→ **Consigne écrite A**:
Relevez toutes les lignes de la liste qui contiennent la chaîne « glass ».

→ **Document**:
Face à l'ordinateur scolaire, les pratiques sociales et familiales n'ont que peu droit de cité. Il est une fracture souterraine qui se situe entre les pratiques des deux espaces de vie des jeunes. D'une part dans la vie quotidienne ils utilisent de façon très variable les moyens numériques à leur disposition (et les statistiques montrent qu'il y a une généralisation d’usage) et d'autre part, dans le monde scolaire on leur demande d'entrer dans des cadres d'usage imposés dans lesquels ils ont parfois du mal à trouver sens. Fort heureusement il y a une régulation horizontale (entre eux) qui vient compenser le déficit de régulation verticale (des parents comme celle des enseignants...). Cependant comme pour l'ensemble des pratiques culturelles, auxquelles les pratiques du numérique doivent être associées, les fractures existent mais sont peu perceptibles de l'extérieur. Elles touchent en particulier le lien entre pratiques et catégorie socio-professionnelle et culturelle, comme pour le langage, oral et écrit…

 

Fracture parentale

 

La quatrième fracture est celle des usages par les parents. Beaucoup de parents, en particulier parmi ceux qui ont plus de quarante ans, sont assez distant avec les objets numériques connectés. Certes ils utilisent les smartphones, mais au cœur des usages, il y a de nombreuses différences et en particulier dans certaines activités du type réseau social. L'attention des parents pour le parcours scolaire des enfants évolue au fur et à mesure de l'âge des enfants. L'usage des moyens numériques pour le suivi de la scolarité des enfants est une porte à de nouvelles postures. Cependant cela ne semble pas modifier les choses. La question n'est pas d'abord numérique, mais éducative. Paradoxalement, c'est probablement en matière d'équipement familial qu'il y a le moins de fracture. Par contre la relation au numérique scolaire est très variée et révèle aussi des disparités, mais elles sont peu différentes de celles des époques antérieures. Aux difficultés culturelles face aux livres et à l’écrit se substituent d’autres difficultés assez différentes, mais tout aussi culturelles face aux multimédia interactif connecté. Le phénomène d'inversion éducative (enfants qui apprennent aux parents) existe de manière assez large, mais ce sont les objets de cette inversion qui sont très variés d'une famille à l'autre. Il n'en reste pas moins que si l'école utilise les moyens numériques pour le lien avec les parents et les familles, on peut imaginer les fractures qui, existant antérieurement, se développent de la même manière avec les moyens numériques. Non l’usage du numérique ne réduit pas les fractures culturelles !

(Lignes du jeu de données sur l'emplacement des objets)
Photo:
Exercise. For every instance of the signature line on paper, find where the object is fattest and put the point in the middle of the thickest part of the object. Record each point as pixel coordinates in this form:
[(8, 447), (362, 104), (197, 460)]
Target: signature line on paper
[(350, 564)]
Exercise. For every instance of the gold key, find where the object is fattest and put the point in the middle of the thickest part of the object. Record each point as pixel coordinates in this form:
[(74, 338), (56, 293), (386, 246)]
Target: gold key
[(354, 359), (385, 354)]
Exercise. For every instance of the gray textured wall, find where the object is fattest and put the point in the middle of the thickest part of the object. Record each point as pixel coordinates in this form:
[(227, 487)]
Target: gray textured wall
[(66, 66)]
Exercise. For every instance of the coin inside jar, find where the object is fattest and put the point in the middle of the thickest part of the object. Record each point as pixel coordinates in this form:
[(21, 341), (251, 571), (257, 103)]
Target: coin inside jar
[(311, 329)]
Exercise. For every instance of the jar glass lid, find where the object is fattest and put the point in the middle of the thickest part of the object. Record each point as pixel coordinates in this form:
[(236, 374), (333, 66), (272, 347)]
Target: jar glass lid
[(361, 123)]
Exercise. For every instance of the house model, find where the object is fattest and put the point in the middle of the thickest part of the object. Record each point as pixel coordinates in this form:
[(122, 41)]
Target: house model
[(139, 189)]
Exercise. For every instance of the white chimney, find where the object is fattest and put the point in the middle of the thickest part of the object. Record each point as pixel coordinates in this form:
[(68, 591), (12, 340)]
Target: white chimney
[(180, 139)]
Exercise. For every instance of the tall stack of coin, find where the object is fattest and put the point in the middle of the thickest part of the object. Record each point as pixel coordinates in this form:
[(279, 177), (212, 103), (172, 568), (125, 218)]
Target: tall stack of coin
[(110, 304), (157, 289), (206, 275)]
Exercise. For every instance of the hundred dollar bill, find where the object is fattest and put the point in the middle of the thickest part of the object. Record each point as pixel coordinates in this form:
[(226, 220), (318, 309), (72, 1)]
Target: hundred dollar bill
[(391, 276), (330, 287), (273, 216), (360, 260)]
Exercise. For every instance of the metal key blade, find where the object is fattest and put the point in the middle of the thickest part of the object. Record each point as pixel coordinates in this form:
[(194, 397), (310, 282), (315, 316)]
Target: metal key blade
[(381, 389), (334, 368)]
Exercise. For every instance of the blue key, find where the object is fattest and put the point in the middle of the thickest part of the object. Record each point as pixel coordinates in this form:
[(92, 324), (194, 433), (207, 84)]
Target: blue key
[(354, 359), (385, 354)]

→ **Consigne écrite B**:
Rédigez la suite du texte sur les fractures numériques en reprenant après sa dernière phrase.

→ **Résultat final A**:
Exercise. For every instance of the jar glass lid, find where the object is fattest and put the point in the middle of the thickest part of the object. Record each point as pixel coordinates in this form:
Target: jar glass lid

→ **Résultat final B**:
 

Ces quatre fractures ne sont pas dissociables les unes des autres. Elles doivent être étudiées en système. Consulter les statistiques d'usage d'un ENT est un des moyens pour observer les disparités comportementales. On peut y suivre l'activité de chacun des acteurs de l'école et ainsi observer ces différences d'usage. Mais pour cela il faudrait analyser ces données.

 

L'appel récent à expliciter les algorithmes sous-jacents aux logiciels Affelnet ou APB montre bien qu'une question doit être travaillée : comment l'informatique construit-elle des services qui respectent les diversités d'action, d'usage et surtout de compréhension ? Comment organise-t-elle l'aide aux usagers mais aussi leur surveillance ? Parce que l'informatique disparaît, dans sa forme fondamentale de zéros et de uns, au profit d'une ergonomie et d'un design qui permet à chacun d'utiliser tous les services sans peine, les fractures sont de deux natures : entre ceux qui savent utiliser les services et les autres (fracture cognitive), entre ceux qui comprennent le processus caché et ceux qui en sont dépendants (fracture technique et intellectuelle).

 

D'un établissement scolaire à l'autre, et compte tenu de ces disparités, il est nécessaire d'alerter les politiques. Allez au-delà des questions partisanes et conjoncturelles. Réfléchissez vraiment à ce qu'est une politique d'égalitarisation (et non pas d'égalité) de la population face au numérique. Au-delà des coups de pub et autres présences médiatiques, il est temps de se pencher sur ce que peut être, doit être l'engagement du monde scolaire dans le numérique pour parvenir à éviter ces fractures. Face aux livres, un équilibre a été trouvé, mais l'école, fondamentalement inégalitaire, n'a pas su compenser : il ne suffit pas qu'il y ait des livres dans l'école pour qu'on sache lire dehors et qu'on le fasse réellement. Aujourd'hui le renversement est total : la culture ordinaire est en évolution à cause du numérique, et le monde scolaire ne sait pas comment combler les fractures qui émergent à l'intérieur et à l'extérieur de l'école.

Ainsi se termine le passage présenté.